_EXCERPTED TEXT:_

★ ★ ★

We hypothesized that adding BLM to HCQ for patients in the SACQ state may reduce cumulative GC exposure and improve survival and functional outcomes. The present study aimed to clarify the efficacy of BLM for patients in the SACQ state receiving HCQ.

Methods

Population

The study was a retrospective analysis of patients with SLE who had a history of outpatient or hospitalization at the Department of Rheumatology at Juntendo University Hospital in Japan between January 1, 2012, and June 30, 2024. The patients with SLE were 18 years old or older and satisfied the following criteria: the 1997 American College of Rheumatology (ACR) revised criteria for SLE,¹³ the 2012 Systemic Lupus International Collaborating Clinics classification criteria,¹⁴ or the 2019 EULAR/ACR classification criteria.¹⁵ In addition, the patients with SLE met the following SACQ definitions for ≧6 months: serological activity was defined as the presence of high levels of anti-DNA antibodies (>6 IU/mL, radioimmunoassay) or low levels of serum complement (C3 < 86 mg/dL and/or C4 < 17 mg/dL and/or CH50 < 25.0 CH50/mL). Disease activity was assessed using the SLE Disease Activity Index 2000 (SLEDAI).¹⁶ The patients in the SACQ state met serological activity criteria, a clinical SLEDAI score of 0, and a PSL dose of ≦ 10 mg/day. The following patients were excluded: patients with less than 1 year of HCQ treatment history, patients undergoing treatment for malignancy, patients with other active autoimmune diseases, patients who have participated in clinical trials, and patients with unknown treatment histories.

★ ★ ★

_RECORD EXCERPTS:_
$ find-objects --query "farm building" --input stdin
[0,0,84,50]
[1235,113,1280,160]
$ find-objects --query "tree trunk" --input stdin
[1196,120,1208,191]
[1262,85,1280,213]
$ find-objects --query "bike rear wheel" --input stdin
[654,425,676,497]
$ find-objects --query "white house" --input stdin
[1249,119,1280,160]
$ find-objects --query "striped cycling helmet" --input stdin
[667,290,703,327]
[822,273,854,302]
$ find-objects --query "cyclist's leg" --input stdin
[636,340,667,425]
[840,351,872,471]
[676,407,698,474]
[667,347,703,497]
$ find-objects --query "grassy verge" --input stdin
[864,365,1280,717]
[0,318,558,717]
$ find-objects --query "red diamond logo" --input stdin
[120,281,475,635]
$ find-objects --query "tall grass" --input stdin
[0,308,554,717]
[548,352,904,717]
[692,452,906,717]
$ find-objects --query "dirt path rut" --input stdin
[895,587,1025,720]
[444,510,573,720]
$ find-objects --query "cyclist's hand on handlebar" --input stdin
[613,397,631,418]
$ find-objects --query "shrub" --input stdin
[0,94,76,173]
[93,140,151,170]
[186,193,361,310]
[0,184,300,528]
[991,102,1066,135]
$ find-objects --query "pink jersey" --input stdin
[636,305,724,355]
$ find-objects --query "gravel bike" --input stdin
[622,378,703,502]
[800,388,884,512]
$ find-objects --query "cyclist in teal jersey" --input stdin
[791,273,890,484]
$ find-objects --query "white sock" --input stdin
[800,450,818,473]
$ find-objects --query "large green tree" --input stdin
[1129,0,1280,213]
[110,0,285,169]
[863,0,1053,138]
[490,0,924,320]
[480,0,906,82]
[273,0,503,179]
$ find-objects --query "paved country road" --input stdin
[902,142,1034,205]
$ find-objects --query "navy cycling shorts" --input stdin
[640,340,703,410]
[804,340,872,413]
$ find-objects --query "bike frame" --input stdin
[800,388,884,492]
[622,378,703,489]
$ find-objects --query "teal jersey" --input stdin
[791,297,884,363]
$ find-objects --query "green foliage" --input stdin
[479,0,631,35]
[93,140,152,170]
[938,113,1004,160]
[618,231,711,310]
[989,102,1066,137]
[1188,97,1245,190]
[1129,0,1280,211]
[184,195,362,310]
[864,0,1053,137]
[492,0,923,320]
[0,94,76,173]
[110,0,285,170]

★ ★ ★

_USING THE INFORMATION:_
• 1. List every group of patients that the lupus study excerpt says was excluded.
• 2. Please reproduce the stretch of the lupus study excerpt from "We hypothesized that" through "state receiving HCQ.", word for word.
• 3. Answer these questions from the lupus study excerpt, one line each:
(a) What did the present study aim to clarify?
(b) At which hospital department did the patients have their outpatient visits or hospitalizations?
(c) What prednisolone (PSL) dose did patients in the SACQ state have to meet?

_ANSWERS IN ORDER:_
• 1.
- Patients with less than 1 year of HCQ treatment history
- Patients undergoing treatment for malignancy
- Patients with other active autoimmune diseases
- Patients who have participated in clinical trials
- Patients with unknown treatment histories

• 2.
We hypothesized that adding BLM to HCQ for patients in the SACQ state may reduce cumulative GC exposure and improve survival and functional outcomes. The present study aimed to clarify the efficacy of BLM for patients in the SACQ state receiving HCQ.

• 3.
(a) The efficacy of BLM for patients in the SACQ state receiving HCQ
(b) The Department of Rheumatology at Juntendo University Hospital in Japan
(c) ≦ 10 mg/day